§ **Aim**
Set each record down exactly, excluding all images.

Image location labeling entries
* * * * * * *
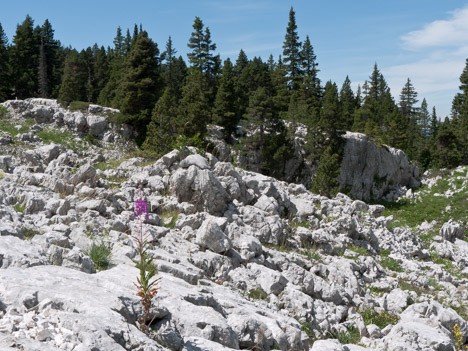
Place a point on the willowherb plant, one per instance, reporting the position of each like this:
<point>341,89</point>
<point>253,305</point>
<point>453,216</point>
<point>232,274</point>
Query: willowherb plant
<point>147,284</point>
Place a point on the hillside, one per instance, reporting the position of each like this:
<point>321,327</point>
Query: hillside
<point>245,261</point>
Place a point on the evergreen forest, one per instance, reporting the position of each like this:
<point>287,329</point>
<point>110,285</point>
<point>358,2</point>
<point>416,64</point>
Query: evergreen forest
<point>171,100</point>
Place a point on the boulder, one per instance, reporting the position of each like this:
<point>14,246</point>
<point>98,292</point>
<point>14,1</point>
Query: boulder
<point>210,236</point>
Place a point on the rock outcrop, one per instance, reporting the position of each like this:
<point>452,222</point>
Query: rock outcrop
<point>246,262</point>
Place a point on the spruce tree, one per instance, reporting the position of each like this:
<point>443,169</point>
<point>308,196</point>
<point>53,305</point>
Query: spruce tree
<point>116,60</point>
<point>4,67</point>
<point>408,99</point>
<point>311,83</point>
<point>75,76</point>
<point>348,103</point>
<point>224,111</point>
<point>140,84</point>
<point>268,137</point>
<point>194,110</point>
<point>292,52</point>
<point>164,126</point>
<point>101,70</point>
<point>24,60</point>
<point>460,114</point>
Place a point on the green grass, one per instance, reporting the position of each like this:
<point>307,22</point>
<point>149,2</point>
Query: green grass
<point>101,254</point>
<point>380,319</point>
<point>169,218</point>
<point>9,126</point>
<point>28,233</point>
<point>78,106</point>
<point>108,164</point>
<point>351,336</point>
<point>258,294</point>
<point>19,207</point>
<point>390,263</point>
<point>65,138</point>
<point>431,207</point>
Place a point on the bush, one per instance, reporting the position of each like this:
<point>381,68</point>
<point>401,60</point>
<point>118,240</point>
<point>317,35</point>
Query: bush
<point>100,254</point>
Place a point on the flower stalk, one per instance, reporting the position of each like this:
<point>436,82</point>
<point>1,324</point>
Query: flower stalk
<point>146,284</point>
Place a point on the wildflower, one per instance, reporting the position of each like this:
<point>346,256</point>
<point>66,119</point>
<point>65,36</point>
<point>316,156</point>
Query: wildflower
* * * * * * *
§ **Written response**
Place a point on the willowherb plant, one per instance, reporting the position of each like this:
<point>341,89</point>
<point>253,305</point>
<point>453,216</point>
<point>232,274</point>
Query: willowherb plant
<point>147,284</point>
Place a point on the hillside, one per instance, reporting the position of each like this:
<point>321,327</point>
Query: hillside
<point>245,261</point>
Place a point on the evergreen forest, one per instance, reporting the position of each like this:
<point>287,329</point>
<point>110,285</point>
<point>358,2</point>
<point>416,64</point>
Query: evergreen forest
<point>171,100</point>
Place a point on the boulder, one per instance, reporting the position of each like this:
<point>14,246</point>
<point>98,292</point>
<point>14,1</point>
Query: boulder
<point>210,236</point>
Place a point on the rock outcrop, one per instance, reporting the position of each like this:
<point>452,222</point>
Query: rock outcrop
<point>246,262</point>
Place a point on the spruce tree, one per instance, reporting the position of each like this:
<point>443,169</point>
<point>308,196</point>
<point>53,305</point>
Query: spruce tree
<point>116,60</point>
<point>4,67</point>
<point>408,99</point>
<point>311,83</point>
<point>75,76</point>
<point>348,103</point>
<point>224,111</point>
<point>140,84</point>
<point>268,137</point>
<point>194,110</point>
<point>292,52</point>
<point>164,126</point>
<point>101,70</point>
<point>24,60</point>
<point>460,114</point>
Place a point on the green grass, one per instance, reporting the position of each like this:
<point>307,22</point>
<point>149,2</point>
Query: green grass
<point>101,254</point>
<point>380,319</point>
<point>169,218</point>
<point>9,126</point>
<point>28,233</point>
<point>78,106</point>
<point>108,164</point>
<point>351,336</point>
<point>258,294</point>
<point>19,207</point>
<point>390,263</point>
<point>65,138</point>
<point>431,207</point>
Place a point on the bush, one per instance, reporting the position of each like this:
<point>381,68</point>
<point>401,60</point>
<point>118,240</point>
<point>317,35</point>
Query: bush
<point>100,254</point>
Place a point on the flower stalk, one per instance, reporting the position of each like this:
<point>436,82</point>
<point>1,324</point>
Query: flower stalk
<point>146,284</point>
Place a point on the wildflower, one per instance, reporting the position of each like this:
<point>346,256</point>
<point>66,119</point>
<point>65,36</point>
<point>316,156</point>
Query: wildflower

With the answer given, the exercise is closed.